SHORT TASK
Rewrite the part of the listing below that opens with the line containing "For this dataset, tag each instance of the concrete" and closes with the line containing "[[511, 251]]", keeping every line in it. Adjust each x and y coordinate value by -34.

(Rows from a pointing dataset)
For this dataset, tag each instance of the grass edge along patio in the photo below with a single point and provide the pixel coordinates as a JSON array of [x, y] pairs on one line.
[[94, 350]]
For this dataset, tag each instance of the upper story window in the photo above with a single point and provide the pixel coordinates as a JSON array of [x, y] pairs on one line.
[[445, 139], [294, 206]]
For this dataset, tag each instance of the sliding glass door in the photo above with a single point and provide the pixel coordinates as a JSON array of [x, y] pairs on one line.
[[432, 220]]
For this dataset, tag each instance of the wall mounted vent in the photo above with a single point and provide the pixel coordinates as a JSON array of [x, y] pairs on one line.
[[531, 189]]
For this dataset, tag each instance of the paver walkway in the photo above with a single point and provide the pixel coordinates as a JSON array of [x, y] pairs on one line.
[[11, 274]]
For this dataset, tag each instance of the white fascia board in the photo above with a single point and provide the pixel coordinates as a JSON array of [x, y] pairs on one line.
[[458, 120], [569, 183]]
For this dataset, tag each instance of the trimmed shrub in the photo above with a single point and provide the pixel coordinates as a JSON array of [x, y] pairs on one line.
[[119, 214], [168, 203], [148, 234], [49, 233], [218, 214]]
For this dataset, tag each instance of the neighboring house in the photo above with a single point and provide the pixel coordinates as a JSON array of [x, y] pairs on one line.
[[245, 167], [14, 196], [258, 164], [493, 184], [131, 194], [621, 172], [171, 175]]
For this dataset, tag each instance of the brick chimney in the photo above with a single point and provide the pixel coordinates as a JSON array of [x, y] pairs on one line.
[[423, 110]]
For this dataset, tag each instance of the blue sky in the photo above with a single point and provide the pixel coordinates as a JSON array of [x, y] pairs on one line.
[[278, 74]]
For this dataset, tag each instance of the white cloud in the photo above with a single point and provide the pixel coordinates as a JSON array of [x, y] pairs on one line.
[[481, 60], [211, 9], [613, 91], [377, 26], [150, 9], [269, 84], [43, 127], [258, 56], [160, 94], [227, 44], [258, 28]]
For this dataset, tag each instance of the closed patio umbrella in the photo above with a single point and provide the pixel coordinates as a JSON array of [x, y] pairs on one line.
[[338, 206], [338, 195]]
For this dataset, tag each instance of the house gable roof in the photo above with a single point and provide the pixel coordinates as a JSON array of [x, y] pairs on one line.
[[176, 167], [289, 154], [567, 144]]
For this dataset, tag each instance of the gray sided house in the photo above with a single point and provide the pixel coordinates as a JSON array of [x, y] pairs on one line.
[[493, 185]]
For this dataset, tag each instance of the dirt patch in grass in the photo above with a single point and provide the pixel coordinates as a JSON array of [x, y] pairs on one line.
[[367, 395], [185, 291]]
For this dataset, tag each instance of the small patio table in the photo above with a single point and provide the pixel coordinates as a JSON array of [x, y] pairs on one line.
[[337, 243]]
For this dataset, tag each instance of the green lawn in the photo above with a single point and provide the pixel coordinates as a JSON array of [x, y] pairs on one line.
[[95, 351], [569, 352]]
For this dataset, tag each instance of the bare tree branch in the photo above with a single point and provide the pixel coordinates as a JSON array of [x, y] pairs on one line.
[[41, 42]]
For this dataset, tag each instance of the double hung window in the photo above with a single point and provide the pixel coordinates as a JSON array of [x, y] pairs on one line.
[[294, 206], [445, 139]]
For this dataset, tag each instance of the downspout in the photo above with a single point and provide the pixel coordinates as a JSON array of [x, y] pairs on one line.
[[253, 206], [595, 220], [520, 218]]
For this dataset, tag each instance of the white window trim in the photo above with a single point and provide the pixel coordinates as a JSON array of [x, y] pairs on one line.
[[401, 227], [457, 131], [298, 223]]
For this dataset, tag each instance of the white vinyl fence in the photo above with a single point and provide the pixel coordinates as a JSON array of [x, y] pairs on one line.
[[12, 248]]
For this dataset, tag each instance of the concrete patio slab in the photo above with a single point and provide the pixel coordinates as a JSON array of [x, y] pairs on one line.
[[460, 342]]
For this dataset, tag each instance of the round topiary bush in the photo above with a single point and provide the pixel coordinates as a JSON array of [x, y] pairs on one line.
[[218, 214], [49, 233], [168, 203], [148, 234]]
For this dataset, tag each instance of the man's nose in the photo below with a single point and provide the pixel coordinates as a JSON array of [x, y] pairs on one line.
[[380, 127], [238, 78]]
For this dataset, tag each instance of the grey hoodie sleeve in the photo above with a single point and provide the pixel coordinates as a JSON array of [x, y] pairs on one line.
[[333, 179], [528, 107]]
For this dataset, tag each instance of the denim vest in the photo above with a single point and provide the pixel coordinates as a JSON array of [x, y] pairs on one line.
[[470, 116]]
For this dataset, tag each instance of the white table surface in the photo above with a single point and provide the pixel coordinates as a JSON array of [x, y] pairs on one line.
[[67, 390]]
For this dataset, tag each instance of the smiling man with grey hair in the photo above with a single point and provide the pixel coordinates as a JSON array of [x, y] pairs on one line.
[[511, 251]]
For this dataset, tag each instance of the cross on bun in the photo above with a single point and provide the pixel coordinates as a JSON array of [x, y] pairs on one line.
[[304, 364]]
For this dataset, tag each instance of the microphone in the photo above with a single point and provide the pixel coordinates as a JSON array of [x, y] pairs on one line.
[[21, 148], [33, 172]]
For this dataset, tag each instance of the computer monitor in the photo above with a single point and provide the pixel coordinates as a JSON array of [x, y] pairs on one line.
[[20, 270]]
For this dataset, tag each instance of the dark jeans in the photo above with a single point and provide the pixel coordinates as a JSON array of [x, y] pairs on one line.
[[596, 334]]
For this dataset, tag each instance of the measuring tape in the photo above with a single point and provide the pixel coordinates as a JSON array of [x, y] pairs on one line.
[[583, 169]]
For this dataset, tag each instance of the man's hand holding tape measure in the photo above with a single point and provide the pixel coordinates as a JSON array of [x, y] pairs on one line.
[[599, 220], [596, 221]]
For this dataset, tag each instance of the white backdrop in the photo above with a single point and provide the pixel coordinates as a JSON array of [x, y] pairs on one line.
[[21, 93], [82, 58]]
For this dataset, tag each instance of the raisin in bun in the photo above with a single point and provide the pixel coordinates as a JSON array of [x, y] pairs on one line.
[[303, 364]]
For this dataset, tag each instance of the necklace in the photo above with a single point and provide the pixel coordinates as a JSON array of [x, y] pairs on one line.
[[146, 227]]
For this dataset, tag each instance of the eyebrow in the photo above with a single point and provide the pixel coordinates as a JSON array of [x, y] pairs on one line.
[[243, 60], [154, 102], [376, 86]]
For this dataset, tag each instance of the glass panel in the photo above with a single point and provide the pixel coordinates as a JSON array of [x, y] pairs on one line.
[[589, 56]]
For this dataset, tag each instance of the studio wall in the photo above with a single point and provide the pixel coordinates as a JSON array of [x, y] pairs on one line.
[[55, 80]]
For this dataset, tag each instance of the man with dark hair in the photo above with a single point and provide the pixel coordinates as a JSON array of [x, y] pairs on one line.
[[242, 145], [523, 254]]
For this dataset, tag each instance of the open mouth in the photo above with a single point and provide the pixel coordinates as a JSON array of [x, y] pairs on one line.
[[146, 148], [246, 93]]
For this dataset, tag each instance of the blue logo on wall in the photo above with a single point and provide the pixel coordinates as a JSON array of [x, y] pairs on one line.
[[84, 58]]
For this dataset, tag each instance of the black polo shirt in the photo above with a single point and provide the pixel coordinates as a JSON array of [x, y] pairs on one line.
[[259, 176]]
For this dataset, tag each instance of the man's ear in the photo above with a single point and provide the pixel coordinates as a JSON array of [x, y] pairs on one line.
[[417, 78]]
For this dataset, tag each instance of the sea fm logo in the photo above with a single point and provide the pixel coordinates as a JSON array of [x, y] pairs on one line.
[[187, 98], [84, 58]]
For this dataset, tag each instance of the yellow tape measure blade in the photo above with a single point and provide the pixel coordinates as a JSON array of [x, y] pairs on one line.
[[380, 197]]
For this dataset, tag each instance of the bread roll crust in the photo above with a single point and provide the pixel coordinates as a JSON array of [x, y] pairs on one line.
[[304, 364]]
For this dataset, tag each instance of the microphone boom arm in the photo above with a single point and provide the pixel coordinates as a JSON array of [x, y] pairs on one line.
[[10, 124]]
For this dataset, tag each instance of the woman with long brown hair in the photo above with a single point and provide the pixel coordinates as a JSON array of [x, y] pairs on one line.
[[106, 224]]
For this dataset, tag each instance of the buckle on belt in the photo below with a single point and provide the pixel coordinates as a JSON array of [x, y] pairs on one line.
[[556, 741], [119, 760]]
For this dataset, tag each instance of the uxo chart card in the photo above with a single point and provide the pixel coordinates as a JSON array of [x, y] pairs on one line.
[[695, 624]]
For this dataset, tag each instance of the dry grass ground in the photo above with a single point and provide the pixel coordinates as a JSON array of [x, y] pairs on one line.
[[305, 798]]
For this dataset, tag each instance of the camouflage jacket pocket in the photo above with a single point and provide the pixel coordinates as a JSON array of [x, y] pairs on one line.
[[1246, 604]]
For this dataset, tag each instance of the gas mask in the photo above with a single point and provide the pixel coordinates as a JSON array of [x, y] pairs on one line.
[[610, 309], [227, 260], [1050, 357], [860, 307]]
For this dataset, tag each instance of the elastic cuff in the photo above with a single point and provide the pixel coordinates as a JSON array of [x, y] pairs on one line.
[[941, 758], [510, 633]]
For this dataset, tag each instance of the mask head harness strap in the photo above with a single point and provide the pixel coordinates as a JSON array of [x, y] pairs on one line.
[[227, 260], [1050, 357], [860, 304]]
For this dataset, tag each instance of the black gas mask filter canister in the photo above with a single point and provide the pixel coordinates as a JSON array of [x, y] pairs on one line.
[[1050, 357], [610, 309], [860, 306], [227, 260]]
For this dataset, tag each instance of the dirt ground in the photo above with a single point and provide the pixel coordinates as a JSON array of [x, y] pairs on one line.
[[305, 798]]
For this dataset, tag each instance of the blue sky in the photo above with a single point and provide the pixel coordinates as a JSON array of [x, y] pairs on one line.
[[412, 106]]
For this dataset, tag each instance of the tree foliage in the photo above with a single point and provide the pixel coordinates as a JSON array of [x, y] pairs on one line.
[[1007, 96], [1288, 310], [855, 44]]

RESPONSE TO THIS EXERCISE
For this dataset, tag each instance of the concrete patio slab in the photo above with a single point and provide the pixel coordinates as a JSON array of [x, y] pairs on one line.
[[426, 308]]
For this dataset, tag each instance of the round topiary bush in the photo above with a single point and provide the pixel coordinates as a JSON array of [x, y] pairs on one line.
[[184, 180], [15, 199], [134, 169], [114, 200]]
For this dataset, tag each instance of the man's nose in the photo below with a single point and provide the pixel coordinates as a JSON array of [x, y] pairs on one line.
[[346, 93], [204, 44]]
For this dataset, tag each instance of the grey hoodie sleeve in the photo above with a single point and provide the pixel coordinates as a JSON array of [x, y] pairs on one line.
[[299, 145], [494, 73]]
For this dataset, tag each instance of the denim vest in the photo above with a single point and provide the pixel coordinates as a JSON array of [x, y] pairs on one line.
[[436, 82]]
For this dataset, tag each instance of the white table surface in the photo above with a single point and provide the pixel coordinates as a JSON array of [x, y] pairs on one line.
[[33, 356]]
For this dataset, tag each instance of the smiling man with grey hair in the photo above with a single point and provide the pixel coordinates as a JSON array of [x, y] pairs on one line.
[[477, 217]]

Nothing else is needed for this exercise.